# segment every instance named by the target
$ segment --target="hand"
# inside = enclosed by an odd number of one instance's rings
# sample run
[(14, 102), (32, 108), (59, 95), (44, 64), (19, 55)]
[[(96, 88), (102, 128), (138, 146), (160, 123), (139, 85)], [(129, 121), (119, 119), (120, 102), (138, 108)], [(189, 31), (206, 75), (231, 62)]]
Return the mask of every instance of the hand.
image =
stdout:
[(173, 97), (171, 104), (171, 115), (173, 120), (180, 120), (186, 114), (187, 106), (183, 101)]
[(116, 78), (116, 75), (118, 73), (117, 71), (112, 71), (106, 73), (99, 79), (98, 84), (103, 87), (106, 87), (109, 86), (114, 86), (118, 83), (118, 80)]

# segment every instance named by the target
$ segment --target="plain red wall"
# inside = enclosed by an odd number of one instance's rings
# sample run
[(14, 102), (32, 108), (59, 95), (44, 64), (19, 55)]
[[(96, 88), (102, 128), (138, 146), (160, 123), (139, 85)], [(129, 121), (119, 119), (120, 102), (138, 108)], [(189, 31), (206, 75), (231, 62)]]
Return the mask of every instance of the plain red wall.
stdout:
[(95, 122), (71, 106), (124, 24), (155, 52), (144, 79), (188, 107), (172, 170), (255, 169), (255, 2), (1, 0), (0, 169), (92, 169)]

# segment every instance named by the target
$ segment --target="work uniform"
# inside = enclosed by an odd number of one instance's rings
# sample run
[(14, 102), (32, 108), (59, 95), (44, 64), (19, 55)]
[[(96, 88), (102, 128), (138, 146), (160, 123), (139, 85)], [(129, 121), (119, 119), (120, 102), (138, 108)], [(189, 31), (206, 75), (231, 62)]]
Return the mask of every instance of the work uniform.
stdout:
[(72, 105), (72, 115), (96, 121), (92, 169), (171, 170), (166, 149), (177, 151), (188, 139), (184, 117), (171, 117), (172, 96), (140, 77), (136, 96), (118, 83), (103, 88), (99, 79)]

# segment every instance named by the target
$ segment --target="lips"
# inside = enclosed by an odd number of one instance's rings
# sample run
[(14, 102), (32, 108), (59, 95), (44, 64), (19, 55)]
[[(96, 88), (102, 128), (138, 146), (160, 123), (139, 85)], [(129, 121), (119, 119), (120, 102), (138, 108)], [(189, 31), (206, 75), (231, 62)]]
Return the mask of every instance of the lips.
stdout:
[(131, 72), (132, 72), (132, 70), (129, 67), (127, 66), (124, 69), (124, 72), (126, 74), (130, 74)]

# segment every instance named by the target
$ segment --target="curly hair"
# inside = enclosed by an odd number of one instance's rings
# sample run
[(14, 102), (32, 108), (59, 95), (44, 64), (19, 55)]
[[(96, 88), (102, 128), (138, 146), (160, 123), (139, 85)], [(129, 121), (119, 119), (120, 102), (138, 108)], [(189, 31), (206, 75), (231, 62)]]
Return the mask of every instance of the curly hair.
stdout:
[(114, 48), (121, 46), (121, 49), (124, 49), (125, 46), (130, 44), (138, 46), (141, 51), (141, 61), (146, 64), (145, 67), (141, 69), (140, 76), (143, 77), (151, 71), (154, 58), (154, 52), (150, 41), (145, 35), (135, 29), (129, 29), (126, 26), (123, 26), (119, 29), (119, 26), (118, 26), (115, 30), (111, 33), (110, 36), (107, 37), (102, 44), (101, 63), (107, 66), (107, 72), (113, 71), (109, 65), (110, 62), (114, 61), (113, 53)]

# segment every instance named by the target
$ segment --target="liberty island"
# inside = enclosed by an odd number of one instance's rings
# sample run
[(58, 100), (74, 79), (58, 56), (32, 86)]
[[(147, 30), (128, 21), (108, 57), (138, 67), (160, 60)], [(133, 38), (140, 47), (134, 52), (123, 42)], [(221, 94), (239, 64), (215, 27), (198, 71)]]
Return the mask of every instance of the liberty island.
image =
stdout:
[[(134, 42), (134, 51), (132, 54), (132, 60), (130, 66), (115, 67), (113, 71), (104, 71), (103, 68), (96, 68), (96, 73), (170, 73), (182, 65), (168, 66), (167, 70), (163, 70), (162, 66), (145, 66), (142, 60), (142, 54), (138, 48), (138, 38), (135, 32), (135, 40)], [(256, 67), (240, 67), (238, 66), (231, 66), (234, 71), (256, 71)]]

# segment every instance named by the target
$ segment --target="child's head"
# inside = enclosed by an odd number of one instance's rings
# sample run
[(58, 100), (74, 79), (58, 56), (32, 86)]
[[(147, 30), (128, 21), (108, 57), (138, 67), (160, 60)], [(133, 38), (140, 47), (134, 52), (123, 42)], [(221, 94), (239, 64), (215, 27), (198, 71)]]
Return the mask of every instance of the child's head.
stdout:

----

▸ **Written problem**
Please list every line above that contains the word "plain".

▸ **Response to the task**
$ segment --target="plain red wall"
Return the mask of every instance of the plain red wall.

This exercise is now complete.